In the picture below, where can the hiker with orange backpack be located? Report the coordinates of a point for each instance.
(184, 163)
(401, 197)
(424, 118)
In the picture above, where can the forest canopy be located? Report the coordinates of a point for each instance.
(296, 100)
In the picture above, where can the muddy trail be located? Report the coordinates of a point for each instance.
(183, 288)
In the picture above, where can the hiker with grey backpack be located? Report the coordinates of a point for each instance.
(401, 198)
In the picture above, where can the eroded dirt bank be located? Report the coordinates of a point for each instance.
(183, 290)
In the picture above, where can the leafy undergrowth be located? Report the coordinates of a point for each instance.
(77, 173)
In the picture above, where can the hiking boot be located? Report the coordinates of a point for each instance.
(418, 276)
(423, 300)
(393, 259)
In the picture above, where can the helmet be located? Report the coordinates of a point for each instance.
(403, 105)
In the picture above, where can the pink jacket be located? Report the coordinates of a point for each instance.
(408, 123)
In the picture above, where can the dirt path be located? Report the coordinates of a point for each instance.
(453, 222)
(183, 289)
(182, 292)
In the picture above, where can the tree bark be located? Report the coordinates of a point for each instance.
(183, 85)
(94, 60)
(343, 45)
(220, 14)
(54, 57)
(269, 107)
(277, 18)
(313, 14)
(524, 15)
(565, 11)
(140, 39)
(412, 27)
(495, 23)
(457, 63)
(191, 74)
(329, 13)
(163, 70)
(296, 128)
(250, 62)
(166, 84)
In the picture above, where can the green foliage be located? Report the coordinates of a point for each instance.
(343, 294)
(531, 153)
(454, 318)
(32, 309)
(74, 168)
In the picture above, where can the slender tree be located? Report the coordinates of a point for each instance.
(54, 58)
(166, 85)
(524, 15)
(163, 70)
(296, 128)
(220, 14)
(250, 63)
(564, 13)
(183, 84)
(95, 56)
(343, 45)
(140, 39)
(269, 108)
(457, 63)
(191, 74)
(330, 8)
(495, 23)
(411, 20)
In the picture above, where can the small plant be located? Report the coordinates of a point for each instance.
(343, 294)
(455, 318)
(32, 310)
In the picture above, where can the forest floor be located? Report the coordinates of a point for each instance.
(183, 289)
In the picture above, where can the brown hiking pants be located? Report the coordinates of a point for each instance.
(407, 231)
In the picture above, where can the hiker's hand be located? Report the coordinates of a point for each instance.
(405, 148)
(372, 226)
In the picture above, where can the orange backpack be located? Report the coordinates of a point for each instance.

> _Given task_
Retype, character for character, the lines from the one containing "In the picture above, where can the brown" through the last line, including both.

> _Solved exercise_
In the picture above, where can the brown hiking pants be located? Report the coordinates of a point for each instance.
(407, 231)
In the picture above, where can the hiker's hand be located? Report the coordinates of a point for each instance.
(405, 148)
(372, 226)
In the picture above, where can the orange backpack be located? Report the coordinates of a point for each instance.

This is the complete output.